**Items listed in a dataset:**
◆ ◆ ◆

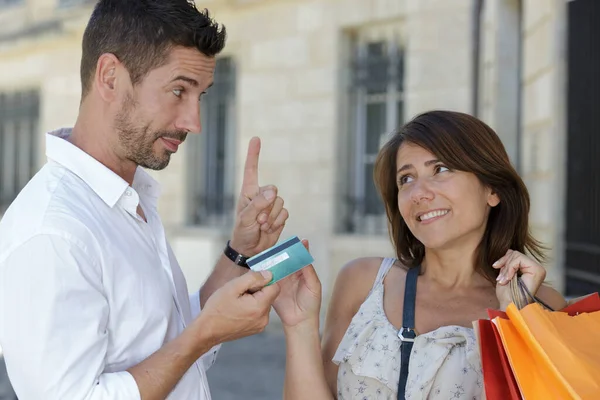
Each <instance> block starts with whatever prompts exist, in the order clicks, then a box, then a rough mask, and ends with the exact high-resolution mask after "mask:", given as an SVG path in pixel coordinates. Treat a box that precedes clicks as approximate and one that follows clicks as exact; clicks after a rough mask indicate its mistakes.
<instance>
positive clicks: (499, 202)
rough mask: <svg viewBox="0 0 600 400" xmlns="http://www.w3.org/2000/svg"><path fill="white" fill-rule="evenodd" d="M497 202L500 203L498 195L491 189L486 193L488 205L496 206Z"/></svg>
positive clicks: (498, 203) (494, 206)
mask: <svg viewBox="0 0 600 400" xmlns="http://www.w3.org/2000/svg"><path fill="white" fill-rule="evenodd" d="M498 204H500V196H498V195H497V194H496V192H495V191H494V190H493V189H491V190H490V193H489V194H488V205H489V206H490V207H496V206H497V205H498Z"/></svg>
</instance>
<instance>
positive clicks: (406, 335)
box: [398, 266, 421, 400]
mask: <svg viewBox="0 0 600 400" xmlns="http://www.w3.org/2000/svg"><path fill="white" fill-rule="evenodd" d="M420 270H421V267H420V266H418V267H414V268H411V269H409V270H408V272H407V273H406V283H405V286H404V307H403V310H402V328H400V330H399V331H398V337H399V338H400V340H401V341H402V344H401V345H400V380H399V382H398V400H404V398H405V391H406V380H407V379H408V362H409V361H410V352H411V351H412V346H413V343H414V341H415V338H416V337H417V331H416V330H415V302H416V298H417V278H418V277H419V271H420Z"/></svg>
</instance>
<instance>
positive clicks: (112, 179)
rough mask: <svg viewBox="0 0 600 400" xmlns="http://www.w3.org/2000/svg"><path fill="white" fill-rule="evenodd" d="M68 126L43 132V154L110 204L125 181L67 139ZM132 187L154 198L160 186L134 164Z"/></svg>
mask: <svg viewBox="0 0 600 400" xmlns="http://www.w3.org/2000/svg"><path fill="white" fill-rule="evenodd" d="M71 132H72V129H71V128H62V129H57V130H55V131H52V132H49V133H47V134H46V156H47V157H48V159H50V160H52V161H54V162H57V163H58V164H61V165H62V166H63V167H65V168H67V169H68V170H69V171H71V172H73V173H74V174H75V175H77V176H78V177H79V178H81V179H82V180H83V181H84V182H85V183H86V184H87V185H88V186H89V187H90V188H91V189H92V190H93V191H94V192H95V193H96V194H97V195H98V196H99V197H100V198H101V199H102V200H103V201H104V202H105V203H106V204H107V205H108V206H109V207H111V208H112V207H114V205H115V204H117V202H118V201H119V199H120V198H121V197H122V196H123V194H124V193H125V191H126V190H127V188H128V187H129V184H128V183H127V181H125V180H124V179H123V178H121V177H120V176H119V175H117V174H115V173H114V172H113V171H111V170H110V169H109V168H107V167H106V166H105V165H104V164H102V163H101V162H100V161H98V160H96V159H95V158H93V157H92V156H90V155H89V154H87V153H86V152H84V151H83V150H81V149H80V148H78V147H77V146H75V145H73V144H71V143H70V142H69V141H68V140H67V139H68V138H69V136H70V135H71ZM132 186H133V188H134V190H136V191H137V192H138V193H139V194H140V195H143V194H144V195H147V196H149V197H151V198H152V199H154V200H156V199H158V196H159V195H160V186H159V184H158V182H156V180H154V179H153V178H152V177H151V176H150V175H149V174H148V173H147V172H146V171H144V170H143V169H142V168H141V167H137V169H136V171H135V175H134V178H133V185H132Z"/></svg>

◆ ◆ ◆

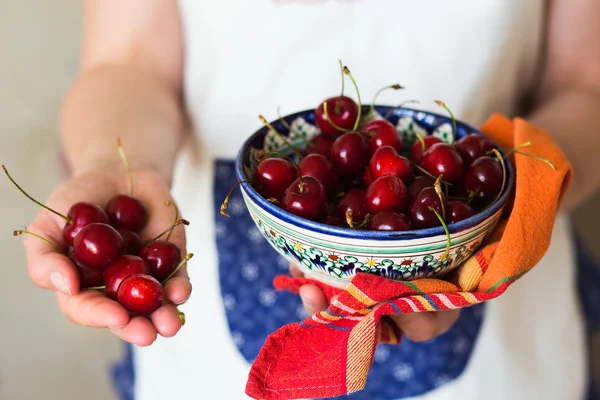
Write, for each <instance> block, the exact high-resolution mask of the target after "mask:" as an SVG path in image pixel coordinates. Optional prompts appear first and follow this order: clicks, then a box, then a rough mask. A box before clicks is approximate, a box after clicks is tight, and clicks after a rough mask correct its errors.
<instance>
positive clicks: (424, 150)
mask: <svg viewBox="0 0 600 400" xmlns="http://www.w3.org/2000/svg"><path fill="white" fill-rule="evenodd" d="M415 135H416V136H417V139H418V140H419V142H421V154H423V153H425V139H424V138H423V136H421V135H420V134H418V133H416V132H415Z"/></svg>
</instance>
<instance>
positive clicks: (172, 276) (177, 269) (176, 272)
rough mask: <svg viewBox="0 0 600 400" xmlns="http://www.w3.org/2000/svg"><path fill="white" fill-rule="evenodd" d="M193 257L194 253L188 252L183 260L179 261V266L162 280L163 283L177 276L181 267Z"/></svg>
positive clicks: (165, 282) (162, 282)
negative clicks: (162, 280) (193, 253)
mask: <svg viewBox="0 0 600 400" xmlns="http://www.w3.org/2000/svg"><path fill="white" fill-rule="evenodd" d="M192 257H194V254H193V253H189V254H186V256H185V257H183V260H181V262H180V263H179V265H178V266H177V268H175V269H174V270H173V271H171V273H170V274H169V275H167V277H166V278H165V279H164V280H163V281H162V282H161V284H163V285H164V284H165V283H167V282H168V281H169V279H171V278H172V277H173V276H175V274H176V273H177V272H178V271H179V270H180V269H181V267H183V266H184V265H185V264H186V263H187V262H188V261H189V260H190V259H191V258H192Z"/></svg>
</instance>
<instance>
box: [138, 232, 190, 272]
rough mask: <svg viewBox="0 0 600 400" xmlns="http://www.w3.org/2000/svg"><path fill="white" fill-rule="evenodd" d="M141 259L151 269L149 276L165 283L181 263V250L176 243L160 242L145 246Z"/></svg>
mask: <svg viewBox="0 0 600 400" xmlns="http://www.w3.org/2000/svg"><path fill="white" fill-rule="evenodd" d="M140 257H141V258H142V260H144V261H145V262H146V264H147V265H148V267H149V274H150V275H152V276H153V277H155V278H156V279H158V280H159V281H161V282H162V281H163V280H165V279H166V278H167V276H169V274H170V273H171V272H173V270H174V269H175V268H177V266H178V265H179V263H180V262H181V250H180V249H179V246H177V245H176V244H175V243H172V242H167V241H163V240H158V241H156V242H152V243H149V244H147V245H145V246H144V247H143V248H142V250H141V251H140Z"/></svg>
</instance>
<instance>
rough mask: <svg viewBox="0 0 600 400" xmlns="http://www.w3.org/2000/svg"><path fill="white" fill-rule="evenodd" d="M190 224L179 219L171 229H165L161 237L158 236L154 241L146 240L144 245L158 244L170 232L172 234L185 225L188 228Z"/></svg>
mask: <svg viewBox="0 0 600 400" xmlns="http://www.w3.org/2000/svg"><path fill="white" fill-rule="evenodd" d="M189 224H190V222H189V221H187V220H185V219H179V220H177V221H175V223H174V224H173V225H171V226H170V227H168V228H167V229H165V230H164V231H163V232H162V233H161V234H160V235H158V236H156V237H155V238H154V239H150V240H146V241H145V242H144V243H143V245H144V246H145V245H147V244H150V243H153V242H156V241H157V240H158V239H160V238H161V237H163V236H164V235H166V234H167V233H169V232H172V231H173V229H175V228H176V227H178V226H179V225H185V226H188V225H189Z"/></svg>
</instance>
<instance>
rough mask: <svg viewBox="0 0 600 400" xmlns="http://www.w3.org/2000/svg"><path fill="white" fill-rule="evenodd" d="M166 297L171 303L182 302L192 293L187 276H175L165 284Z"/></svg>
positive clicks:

◆ ◆ ◆

**WHAT NEEDS TO BE DONE:**
Where a line of the records above holds the word "prompts", count it; give the total as a single number and nothing else.

**FINISHED TASK:**
2